(Source data)
- - - - - - -

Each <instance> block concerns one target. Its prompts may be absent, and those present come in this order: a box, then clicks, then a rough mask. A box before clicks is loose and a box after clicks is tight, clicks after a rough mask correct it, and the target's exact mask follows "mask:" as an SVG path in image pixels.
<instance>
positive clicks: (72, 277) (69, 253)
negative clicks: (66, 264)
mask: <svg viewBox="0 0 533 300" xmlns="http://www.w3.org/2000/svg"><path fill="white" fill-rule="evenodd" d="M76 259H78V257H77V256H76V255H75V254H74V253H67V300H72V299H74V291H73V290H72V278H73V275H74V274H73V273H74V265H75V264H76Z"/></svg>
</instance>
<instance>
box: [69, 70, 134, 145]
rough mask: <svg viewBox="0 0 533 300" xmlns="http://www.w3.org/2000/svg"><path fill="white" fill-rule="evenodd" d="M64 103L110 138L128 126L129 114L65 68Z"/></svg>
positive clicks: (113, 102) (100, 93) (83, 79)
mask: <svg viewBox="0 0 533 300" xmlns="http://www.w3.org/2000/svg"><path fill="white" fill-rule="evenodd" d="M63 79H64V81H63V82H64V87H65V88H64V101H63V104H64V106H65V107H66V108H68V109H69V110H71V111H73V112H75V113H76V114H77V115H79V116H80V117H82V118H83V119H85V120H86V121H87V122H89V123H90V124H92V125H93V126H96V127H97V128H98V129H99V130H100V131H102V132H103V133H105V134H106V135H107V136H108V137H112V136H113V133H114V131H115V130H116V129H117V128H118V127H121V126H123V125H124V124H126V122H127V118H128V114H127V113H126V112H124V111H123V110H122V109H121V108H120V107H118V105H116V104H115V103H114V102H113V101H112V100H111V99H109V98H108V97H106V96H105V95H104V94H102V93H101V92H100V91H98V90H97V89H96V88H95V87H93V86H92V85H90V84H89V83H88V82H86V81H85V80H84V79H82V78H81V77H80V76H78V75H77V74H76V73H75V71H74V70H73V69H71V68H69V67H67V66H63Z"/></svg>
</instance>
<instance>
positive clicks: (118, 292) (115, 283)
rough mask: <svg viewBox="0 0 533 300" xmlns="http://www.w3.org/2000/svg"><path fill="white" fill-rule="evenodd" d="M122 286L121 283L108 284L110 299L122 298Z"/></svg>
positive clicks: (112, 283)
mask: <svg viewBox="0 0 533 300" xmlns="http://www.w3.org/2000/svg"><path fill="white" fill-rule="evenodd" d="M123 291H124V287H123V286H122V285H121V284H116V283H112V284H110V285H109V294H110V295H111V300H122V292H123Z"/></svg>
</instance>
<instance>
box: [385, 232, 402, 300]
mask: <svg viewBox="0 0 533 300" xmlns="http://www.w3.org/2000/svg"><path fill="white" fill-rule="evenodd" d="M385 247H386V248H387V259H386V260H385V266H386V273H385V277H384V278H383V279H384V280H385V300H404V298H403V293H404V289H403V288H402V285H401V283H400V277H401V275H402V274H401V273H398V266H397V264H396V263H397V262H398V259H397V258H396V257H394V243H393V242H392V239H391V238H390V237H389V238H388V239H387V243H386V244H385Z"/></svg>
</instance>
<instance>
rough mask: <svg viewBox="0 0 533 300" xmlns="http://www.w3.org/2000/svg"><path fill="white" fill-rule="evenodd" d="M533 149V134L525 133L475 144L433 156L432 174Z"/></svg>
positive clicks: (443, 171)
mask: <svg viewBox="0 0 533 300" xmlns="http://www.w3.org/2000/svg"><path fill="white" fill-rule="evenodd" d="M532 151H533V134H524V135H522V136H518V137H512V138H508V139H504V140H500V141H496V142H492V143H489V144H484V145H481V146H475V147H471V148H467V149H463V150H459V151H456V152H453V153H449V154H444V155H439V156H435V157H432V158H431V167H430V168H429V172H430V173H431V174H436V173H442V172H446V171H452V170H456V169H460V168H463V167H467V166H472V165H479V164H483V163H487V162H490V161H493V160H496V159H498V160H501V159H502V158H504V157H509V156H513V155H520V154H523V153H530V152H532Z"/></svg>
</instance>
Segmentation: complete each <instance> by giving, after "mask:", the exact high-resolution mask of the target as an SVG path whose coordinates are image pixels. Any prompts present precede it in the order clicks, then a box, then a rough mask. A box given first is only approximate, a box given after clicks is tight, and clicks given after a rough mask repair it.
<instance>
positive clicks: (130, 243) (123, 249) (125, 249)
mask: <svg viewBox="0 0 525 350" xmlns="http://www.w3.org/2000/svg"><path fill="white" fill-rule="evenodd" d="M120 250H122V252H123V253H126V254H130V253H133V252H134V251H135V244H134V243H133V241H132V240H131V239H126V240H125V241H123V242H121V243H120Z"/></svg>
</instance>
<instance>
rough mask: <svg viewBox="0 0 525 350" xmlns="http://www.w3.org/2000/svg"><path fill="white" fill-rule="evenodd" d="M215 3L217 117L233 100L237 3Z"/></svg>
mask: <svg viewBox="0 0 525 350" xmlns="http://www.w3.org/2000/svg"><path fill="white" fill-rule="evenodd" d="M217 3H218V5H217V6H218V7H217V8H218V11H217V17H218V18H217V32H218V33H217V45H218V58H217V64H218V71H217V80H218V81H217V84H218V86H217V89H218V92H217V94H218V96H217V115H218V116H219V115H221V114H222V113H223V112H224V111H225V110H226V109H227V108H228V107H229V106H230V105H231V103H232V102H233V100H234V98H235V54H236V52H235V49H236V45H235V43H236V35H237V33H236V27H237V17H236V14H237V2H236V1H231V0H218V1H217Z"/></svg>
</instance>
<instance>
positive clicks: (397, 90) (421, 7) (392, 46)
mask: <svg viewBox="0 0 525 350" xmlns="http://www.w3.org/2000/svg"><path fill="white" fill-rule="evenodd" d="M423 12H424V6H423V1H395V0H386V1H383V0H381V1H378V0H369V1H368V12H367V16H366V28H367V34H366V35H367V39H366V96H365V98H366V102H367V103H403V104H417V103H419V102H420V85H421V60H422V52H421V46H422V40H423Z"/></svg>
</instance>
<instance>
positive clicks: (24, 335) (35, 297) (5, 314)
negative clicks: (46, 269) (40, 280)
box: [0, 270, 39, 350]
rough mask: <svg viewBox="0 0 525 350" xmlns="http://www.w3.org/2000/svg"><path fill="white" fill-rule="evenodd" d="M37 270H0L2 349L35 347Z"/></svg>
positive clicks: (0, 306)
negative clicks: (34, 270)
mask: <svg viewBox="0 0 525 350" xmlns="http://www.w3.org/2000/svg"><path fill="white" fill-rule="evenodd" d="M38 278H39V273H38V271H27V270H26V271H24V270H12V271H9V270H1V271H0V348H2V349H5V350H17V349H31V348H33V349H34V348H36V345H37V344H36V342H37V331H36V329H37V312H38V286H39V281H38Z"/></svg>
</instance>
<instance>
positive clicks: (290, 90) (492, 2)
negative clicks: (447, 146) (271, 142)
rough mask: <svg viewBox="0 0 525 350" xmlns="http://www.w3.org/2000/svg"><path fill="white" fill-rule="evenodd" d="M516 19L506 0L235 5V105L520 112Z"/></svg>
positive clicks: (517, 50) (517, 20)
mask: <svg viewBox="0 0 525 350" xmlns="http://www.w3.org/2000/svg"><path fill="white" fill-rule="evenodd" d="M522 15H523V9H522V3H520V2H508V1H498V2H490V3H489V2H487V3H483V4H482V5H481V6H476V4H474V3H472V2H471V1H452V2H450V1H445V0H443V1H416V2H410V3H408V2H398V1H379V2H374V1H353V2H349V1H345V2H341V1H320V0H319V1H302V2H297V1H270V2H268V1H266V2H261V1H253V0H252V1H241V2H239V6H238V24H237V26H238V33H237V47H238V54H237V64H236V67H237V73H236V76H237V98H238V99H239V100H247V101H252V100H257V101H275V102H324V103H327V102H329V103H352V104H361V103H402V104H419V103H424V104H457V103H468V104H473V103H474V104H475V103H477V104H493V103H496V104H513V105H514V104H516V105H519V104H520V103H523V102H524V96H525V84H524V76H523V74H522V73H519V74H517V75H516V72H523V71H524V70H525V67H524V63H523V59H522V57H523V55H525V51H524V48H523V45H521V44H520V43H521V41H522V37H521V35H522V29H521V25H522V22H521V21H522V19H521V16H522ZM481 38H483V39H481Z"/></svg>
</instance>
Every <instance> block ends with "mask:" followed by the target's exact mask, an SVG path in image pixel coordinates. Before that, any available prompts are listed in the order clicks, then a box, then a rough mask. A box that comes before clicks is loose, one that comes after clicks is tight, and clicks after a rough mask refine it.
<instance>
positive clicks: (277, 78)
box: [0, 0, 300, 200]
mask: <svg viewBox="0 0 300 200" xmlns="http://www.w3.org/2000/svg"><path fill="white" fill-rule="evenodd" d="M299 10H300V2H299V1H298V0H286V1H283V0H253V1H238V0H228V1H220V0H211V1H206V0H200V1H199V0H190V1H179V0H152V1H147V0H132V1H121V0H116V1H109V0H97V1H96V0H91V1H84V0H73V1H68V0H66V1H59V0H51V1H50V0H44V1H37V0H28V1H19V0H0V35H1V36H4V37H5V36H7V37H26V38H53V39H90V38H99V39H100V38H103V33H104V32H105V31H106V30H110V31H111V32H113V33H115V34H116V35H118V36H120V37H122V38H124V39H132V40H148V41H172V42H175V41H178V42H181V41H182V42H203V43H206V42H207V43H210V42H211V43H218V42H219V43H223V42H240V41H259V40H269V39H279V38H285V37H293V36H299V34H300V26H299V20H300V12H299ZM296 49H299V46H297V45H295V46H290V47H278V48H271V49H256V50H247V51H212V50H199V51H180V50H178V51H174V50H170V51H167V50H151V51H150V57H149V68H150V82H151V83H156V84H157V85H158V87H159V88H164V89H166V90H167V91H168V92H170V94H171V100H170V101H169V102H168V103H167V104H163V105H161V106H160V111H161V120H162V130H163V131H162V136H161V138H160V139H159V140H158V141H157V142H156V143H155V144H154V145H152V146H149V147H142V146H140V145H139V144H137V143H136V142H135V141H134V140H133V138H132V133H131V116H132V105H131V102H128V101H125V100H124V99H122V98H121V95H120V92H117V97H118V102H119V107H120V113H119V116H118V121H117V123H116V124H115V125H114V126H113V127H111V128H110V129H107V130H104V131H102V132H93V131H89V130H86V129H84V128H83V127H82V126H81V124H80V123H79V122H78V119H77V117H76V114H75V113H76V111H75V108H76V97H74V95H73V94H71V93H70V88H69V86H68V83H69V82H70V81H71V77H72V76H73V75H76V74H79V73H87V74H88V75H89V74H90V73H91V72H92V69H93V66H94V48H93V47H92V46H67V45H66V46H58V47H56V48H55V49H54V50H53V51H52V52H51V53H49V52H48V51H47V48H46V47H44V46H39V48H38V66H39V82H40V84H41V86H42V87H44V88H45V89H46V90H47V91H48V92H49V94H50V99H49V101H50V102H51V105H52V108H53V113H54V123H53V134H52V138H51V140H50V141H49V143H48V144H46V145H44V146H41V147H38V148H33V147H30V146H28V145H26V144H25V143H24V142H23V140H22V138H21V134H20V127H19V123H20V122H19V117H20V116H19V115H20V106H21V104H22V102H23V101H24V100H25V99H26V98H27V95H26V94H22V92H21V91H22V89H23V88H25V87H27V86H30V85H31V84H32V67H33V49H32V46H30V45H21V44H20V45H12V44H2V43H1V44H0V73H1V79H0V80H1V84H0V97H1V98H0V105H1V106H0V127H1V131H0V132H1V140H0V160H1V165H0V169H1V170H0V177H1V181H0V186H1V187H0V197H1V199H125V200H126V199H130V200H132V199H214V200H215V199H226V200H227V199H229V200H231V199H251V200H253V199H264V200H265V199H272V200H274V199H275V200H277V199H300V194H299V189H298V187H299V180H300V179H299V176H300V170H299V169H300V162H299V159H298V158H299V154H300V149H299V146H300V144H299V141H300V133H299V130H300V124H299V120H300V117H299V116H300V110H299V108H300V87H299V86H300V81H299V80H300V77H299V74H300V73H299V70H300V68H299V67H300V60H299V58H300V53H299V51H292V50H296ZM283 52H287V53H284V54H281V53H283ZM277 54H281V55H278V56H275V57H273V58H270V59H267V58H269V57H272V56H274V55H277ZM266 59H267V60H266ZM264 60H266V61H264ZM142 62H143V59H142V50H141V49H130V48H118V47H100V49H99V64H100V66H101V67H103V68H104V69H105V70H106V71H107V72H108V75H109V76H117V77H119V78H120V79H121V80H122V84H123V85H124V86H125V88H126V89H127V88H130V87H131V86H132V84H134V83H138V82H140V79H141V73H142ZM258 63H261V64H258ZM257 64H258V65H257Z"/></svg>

- - - - - - -

EXERCISE GOAL. Copy exactly the lines from the top of the entries through the line with "103L110 138L128 126L129" in it, please, keeping both ends and adding nothing.

RESPONSE TO THE TASK.
Each <instance> block concerns one target. Its prompts may be absent, and those present come in this order: a box, then clicks, then a rough mask. A box before clicks is loose and a box after clicks is tight, clicks after a rough mask correct it, and the target's exact mask follows "mask:" as an SVG path in image pixels.
<instance>
positive clicks: (72, 277) (69, 253)
negative clicks: (66, 264)
mask: <svg viewBox="0 0 533 300" xmlns="http://www.w3.org/2000/svg"><path fill="white" fill-rule="evenodd" d="M76 259H78V257H77V256H76V255H75V254H74V253H67V300H72V299H74V291H73V290H72V278H73V275H74V274H73V273H74V265H75V264H76Z"/></svg>
</instance>
<instance>
box: [69, 70, 134, 145]
rough mask: <svg viewBox="0 0 533 300" xmlns="http://www.w3.org/2000/svg"><path fill="white" fill-rule="evenodd" d="M64 103L110 138L128 126L129 114L65 68Z"/></svg>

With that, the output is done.